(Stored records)
= = = = =

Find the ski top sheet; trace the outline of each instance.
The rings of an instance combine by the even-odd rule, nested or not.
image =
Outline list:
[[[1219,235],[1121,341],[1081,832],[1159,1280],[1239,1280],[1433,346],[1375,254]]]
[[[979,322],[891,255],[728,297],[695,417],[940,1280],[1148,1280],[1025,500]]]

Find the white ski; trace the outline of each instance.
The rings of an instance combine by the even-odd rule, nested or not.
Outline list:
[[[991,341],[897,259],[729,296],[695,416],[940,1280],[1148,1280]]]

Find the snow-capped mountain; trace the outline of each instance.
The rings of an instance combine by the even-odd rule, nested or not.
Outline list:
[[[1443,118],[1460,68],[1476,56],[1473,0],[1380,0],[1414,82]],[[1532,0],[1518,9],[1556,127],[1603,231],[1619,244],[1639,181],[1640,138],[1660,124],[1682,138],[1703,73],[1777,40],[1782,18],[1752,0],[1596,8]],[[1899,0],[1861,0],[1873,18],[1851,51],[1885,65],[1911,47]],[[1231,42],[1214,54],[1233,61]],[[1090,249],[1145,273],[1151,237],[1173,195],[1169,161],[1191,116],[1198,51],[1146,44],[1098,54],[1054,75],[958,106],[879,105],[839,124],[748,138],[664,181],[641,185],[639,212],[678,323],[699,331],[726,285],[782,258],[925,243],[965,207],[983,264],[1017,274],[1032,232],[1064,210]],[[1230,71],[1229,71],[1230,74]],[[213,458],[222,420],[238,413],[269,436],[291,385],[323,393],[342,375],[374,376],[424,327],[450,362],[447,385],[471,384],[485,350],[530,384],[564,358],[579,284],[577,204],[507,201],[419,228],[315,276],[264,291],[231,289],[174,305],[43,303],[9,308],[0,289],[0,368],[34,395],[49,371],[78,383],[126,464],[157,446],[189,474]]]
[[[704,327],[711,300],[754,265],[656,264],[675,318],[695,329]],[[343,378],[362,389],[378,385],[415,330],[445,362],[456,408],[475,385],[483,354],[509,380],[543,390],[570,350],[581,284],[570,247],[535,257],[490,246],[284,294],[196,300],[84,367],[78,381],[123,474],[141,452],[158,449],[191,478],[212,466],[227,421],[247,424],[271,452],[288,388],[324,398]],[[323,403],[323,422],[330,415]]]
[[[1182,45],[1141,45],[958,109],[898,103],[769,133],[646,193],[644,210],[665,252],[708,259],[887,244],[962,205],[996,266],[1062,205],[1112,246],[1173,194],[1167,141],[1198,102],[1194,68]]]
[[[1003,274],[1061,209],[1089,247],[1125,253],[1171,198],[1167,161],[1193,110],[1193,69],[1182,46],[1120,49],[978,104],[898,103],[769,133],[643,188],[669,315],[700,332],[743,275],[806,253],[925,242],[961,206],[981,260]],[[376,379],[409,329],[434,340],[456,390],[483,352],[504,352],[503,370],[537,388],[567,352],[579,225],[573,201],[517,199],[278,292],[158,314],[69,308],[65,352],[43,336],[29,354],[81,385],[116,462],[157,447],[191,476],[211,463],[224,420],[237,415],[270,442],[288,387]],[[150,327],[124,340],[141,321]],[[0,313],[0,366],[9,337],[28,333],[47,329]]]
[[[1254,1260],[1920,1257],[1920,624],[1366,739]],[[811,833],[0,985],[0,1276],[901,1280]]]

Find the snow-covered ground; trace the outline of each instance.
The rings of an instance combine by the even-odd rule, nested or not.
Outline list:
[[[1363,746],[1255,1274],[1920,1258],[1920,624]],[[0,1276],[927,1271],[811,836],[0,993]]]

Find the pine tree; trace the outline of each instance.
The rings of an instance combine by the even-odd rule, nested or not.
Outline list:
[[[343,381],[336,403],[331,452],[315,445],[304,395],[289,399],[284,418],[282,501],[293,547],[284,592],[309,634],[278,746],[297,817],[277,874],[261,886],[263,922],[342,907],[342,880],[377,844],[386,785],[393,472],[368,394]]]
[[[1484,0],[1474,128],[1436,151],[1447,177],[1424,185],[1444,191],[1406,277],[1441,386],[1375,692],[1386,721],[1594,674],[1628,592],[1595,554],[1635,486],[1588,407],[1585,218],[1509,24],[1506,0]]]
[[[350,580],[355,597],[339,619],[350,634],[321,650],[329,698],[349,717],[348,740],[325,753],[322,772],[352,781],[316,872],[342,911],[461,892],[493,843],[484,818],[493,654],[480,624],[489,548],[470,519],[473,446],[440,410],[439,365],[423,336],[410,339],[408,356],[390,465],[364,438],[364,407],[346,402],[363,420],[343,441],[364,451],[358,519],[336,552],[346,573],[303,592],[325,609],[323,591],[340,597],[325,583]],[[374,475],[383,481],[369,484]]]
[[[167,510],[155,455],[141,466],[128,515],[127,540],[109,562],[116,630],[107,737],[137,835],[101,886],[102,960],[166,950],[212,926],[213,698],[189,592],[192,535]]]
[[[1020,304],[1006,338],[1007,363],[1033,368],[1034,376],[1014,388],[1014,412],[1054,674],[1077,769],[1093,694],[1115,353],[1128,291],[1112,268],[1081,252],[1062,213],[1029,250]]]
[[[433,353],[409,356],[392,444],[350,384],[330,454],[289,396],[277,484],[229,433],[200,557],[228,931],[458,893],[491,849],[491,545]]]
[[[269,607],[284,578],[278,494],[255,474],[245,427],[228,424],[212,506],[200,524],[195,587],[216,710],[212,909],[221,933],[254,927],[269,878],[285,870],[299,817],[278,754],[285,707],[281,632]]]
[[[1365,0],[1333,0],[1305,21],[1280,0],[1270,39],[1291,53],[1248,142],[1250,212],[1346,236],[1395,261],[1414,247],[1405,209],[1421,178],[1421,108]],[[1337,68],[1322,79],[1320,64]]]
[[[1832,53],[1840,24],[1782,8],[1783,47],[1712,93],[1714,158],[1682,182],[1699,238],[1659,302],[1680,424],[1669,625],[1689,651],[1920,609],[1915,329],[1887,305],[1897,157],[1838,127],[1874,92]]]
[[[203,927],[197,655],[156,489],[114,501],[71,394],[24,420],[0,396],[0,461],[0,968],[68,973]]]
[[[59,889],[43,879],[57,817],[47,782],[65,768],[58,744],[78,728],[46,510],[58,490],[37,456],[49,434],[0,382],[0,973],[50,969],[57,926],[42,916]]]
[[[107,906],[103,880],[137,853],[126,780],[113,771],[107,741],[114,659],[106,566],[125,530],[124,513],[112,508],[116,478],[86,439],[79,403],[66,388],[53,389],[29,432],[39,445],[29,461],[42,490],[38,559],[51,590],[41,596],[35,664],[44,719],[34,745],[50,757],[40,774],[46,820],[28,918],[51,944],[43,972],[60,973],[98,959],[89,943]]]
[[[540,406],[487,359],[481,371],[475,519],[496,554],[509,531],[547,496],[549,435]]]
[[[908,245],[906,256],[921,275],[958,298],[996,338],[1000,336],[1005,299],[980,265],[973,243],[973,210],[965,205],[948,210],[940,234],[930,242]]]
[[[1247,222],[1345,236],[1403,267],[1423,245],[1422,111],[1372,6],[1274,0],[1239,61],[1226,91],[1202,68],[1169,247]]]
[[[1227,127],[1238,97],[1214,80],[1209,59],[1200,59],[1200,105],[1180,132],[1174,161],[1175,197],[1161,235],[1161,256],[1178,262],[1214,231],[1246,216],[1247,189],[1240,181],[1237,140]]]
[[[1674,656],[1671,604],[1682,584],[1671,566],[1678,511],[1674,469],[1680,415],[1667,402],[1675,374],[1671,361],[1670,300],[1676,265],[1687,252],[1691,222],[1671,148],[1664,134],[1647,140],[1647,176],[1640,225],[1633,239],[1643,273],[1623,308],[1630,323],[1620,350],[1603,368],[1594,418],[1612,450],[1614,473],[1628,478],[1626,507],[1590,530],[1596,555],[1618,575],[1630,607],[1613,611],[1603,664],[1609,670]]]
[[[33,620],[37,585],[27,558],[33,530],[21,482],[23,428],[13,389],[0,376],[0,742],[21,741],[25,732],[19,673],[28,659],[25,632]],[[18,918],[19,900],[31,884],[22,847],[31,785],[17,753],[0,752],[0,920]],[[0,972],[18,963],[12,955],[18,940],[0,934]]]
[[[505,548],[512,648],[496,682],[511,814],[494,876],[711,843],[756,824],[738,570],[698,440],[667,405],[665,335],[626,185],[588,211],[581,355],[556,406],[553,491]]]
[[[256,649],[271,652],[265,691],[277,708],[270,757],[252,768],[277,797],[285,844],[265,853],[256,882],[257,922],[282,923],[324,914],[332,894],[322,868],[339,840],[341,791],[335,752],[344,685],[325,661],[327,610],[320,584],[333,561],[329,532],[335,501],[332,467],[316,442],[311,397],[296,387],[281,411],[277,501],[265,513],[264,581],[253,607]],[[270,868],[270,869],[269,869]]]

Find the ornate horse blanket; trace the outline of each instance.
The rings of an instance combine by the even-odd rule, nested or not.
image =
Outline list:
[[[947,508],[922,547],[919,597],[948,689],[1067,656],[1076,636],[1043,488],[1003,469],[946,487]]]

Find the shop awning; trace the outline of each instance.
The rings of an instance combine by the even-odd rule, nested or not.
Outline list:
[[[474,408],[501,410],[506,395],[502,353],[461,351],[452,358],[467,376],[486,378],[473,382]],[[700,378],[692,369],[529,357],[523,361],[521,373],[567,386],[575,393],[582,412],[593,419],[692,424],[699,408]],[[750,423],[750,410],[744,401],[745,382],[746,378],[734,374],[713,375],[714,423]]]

= = = = =

Beginning at the line that holds "Find the ornate", reproduce the lines exactly up to and including the final line of the entries.

## Task response
Find the ornate horse blanket; trace the outline of each instance.
The rings of an instance combine by the even-odd rule, nested or not.
image =
Outline list:
[[[947,508],[922,547],[919,597],[948,689],[1067,656],[1076,636],[1043,488],[1003,469],[946,487]]]

Find the shop awning; trace the outline of each instance.
The rings of an instance combine by the even-odd rule, nested or not.
Outline list:
[[[474,408],[501,410],[506,395],[502,353],[461,351],[452,358],[467,376],[486,378],[473,382]],[[700,378],[692,369],[529,357],[523,361],[521,373],[567,386],[575,393],[582,412],[593,419],[692,424],[699,408]],[[750,423],[750,410],[744,401],[745,382],[746,378],[734,374],[713,375],[714,423]]]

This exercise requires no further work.